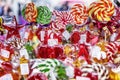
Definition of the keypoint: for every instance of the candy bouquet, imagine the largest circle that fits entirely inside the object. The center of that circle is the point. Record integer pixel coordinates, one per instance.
(82, 43)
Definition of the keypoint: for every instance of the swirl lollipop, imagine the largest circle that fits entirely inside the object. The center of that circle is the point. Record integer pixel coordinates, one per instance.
(101, 10)
(30, 12)
(62, 19)
(79, 11)
(44, 15)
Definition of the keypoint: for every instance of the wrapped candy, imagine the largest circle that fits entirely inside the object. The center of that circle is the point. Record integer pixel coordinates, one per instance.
(112, 49)
(50, 52)
(99, 10)
(79, 12)
(30, 12)
(100, 70)
(83, 51)
(13, 30)
(6, 52)
(48, 65)
(24, 67)
(44, 15)
(2, 31)
(38, 76)
(75, 37)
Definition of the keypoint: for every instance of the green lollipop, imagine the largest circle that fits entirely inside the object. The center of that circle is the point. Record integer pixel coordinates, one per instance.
(44, 15)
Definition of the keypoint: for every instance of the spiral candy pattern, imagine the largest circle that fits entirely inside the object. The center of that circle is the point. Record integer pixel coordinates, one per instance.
(31, 12)
(79, 12)
(101, 10)
(62, 19)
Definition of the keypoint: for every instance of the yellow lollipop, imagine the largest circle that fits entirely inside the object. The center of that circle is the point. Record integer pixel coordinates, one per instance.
(101, 10)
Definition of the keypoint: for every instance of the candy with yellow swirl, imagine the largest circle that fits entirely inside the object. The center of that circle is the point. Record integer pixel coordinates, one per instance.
(101, 10)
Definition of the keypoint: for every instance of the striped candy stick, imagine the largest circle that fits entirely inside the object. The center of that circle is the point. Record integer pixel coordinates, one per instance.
(100, 70)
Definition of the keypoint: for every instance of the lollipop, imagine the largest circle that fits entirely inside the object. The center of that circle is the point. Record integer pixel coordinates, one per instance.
(44, 15)
(62, 19)
(112, 49)
(79, 11)
(99, 69)
(30, 12)
(101, 10)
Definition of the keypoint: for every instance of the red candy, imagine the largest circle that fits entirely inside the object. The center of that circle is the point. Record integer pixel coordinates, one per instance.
(38, 76)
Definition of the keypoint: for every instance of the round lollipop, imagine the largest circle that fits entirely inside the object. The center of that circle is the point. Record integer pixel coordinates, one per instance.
(62, 19)
(79, 12)
(44, 15)
(101, 10)
(30, 12)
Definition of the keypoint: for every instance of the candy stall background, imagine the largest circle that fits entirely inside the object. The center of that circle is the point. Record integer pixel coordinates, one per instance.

+ + + +

### PROBLEM STATEMENT
Would you retype the listing above exactly, omitting its pictures?

### SOLVED PROBLEM
Definition of the keypoint: for every instance of the candy bouquet, imagine the largest circle that fits entirely inside the object. The center of that circle is the point. Record integer pixel coordinates, one per instance.
(82, 43)
Definition of the keypoint: for every instance of the swirl lollipop, imagine the largest circle that fits entirely inside the object. The center of that circle is the point. Record integer pixel coordinates, one per instance.
(101, 10)
(30, 12)
(62, 19)
(79, 11)
(44, 15)
Definition of the keypoint: for every instance of the wrapped candy, imagine the largest circle that fits entirely inside the object. The center of that circle is the point. Record integer pixel coordinates, one per instance.
(112, 49)
(50, 52)
(99, 10)
(79, 12)
(30, 12)
(100, 70)
(83, 51)
(13, 30)
(6, 52)
(48, 65)
(24, 67)
(44, 15)
(2, 31)
(38, 76)
(75, 37)
Definition of the keypoint: for every instance of the green lollipop, imagine the largest circle that fits entirely inside the object. The center of that circle is the point. Record integer pixel coordinates, one per instance.
(44, 15)
Definition of the keypoint: for every instance of the spiral candy pattern, imagine the largest circle that fits entirely inside the object. The center of that circle is the point. Record integer pixel coordinates, one per instance.
(31, 12)
(79, 12)
(101, 10)
(62, 19)
Definition of the keypoint: for every instance of the yellow lollipop, imagine the largest circle that fits entirely inside the object. The center of that circle is the point. Record integer pixel coordinates, one per instance.
(101, 10)
Definition of the keypoint: for every instance of the candy with yellow swirl, imagine the largest circle that fits entirely inside the object. The center of that circle is the point. Record integer pixel coordinates, one per instance.
(101, 10)
Definition of the keypoint: for every instance of the striped candy stick, imagine the largest circle that fits entirely inside the object. The center of that circle is the point. Record integer pixel coordinates, one per instance.
(100, 70)
Definition of the keypoint: for every instance of the lollipop, imagine the largest circle that fits entirely inside the object. The center of that circle is the point. Record integer pixel coordinates, one per instance.
(44, 15)
(62, 19)
(112, 49)
(79, 11)
(99, 69)
(30, 12)
(101, 10)
Definition of the keypoint: for every instance of the red candy, imagine the largest circle that fits entirely inside the object. The center of that circle is the point. Record integer pixel coordinates, one per instance.
(38, 76)
Definition of the keypoint: for every instance of the round lollipop, imagine the largest circle that fits entirely inside the object. The center of that circle is the point. Record integer pixel coordinates, one per instance.
(62, 19)
(79, 12)
(44, 15)
(101, 10)
(30, 12)
Definition of the keypoint: for every instance of the candy stall background, imagine the largest circle that fits entirely inside the object. The center of that circle is the point. Record integer pixel coordinates, one per instance.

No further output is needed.